Data records

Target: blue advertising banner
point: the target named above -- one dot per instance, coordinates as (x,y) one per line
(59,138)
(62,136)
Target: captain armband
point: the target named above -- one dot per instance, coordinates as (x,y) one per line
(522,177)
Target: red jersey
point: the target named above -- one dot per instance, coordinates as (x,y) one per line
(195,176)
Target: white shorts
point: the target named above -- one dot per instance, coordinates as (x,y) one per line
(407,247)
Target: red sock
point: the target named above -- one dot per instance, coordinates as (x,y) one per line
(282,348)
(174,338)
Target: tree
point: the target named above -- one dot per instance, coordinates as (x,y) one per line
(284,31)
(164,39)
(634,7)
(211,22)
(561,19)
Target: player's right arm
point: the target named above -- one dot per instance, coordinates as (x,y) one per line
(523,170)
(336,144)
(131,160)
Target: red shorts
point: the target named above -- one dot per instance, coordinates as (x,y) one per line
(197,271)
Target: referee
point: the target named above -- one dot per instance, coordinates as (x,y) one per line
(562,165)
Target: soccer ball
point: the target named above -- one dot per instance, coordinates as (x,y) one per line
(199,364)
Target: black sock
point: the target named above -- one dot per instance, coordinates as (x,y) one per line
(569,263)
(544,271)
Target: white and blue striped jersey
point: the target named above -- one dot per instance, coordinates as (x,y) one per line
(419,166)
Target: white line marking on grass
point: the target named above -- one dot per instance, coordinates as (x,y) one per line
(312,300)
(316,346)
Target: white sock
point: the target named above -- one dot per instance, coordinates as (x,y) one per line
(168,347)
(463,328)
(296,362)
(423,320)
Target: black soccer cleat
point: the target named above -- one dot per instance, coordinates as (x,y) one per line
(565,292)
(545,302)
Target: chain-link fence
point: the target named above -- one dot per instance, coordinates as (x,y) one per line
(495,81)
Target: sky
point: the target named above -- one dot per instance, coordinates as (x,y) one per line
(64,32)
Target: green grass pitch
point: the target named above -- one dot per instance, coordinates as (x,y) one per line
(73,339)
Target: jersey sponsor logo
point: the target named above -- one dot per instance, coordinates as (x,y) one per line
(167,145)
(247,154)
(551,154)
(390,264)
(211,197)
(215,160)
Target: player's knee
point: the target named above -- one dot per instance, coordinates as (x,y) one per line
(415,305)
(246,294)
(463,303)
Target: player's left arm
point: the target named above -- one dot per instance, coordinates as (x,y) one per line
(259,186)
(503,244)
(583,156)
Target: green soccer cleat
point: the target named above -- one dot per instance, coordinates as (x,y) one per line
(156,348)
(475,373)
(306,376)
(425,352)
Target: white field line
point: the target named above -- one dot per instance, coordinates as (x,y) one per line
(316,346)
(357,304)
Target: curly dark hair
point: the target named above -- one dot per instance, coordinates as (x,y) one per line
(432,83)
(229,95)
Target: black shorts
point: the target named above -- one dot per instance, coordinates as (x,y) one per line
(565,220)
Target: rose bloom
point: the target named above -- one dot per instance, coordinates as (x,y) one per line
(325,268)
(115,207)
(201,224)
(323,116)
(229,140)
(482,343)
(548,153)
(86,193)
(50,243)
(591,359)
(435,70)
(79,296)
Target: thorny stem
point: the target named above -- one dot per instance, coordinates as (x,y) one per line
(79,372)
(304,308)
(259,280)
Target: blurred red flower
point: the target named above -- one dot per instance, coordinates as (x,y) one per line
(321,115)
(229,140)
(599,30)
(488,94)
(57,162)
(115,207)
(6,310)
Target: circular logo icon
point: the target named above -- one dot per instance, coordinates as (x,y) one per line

Task prompt: Check each line of the records above for "player", and copy those that have it.

Completed exercise:
Target: player's right arm
Target: player's knee
Target: player's left arm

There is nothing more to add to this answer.